>> BEGIN

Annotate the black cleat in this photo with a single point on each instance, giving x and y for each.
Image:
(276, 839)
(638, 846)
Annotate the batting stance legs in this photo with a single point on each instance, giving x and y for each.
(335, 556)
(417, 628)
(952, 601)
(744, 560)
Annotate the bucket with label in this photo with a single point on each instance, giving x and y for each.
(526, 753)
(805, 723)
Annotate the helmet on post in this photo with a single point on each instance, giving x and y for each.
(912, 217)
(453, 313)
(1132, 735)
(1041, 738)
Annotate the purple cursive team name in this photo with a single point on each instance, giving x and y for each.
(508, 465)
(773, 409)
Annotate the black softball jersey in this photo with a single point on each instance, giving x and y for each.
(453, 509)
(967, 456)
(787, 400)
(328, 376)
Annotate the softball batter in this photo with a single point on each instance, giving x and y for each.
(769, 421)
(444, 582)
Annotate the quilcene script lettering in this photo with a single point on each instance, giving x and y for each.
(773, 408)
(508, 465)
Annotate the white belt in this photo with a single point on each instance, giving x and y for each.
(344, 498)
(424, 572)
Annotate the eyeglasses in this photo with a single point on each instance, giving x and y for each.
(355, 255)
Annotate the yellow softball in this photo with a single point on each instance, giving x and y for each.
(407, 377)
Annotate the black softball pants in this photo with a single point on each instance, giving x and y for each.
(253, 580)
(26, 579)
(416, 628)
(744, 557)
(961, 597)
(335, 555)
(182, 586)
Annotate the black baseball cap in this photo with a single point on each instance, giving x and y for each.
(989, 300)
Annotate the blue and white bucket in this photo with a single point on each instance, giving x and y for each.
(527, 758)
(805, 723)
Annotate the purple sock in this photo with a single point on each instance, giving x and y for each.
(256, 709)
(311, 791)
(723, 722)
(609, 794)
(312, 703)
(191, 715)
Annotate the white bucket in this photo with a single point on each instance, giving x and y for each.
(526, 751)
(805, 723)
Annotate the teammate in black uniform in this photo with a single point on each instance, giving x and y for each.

>> END

▸ **PROBLEM**:
Please reproduce the entire listing, exactly as shown.

▸ **FINAL RESULT**:
Annotate the black cleat in this photo with a single point on each instance, giving x and y for each.
Image:
(276, 839)
(638, 846)
Annotate the batting stance legs in this photo with a single point on each instance, giving x and y for each.
(335, 556)
(417, 628)
(952, 601)
(744, 560)
Annotate the bucket with label in this photo with a single point on each instance, giving x and y for each.
(526, 753)
(805, 723)
Annotate the helmet on post in this photo with a single point on each instance, giving x and y for each.
(912, 217)
(453, 313)
(1132, 735)
(1041, 738)
Annotate the purple cursive team name in this photo with a single point on each instance, giving x and y for each.
(508, 465)
(773, 409)
Annotate the black softball jersey in this photo with a single point on each instance, giving x and y for each.
(453, 509)
(967, 456)
(787, 400)
(328, 376)
Annotate the softball batter in this photo with a single point on each instance, giving x and y for each.
(769, 421)
(444, 582)
Annotate the quilcene script lettering in this photo with a single point on each instance, giving x and y for each.
(773, 408)
(508, 465)
Annotate the white belt in this photo with a single point on each instance, giving x and y for each.
(344, 498)
(424, 572)
Annotate the eyeglasses in this photo with a single point on each instance, giving x and y for each.
(355, 255)
Annotate the yellow softball in this photo with a single point on each instance, giving x and y for each.
(407, 377)
Annotate the black softball pants in this photo with a single point on each instance, giving x and y for each.
(253, 580)
(26, 579)
(416, 628)
(744, 557)
(961, 597)
(335, 555)
(182, 586)
Annotate the black baseball cap in this photo with a single point on each instance, giving x and y for each.
(989, 300)
Annotate the blue and white bucket in this photo with a single point on each instance, giving x and y for each.
(527, 758)
(805, 723)
Annotate the purple sock in this photo with a single point on each instance, giving x and y for each.
(256, 709)
(311, 791)
(723, 722)
(609, 794)
(312, 703)
(191, 715)
Annotate the white bucket in this photo with a single point on each instance, giving x and y for each.
(526, 751)
(805, 723)
Annotate the teammate in black uniform in this photo with a single point on each instance, giving x and y for each.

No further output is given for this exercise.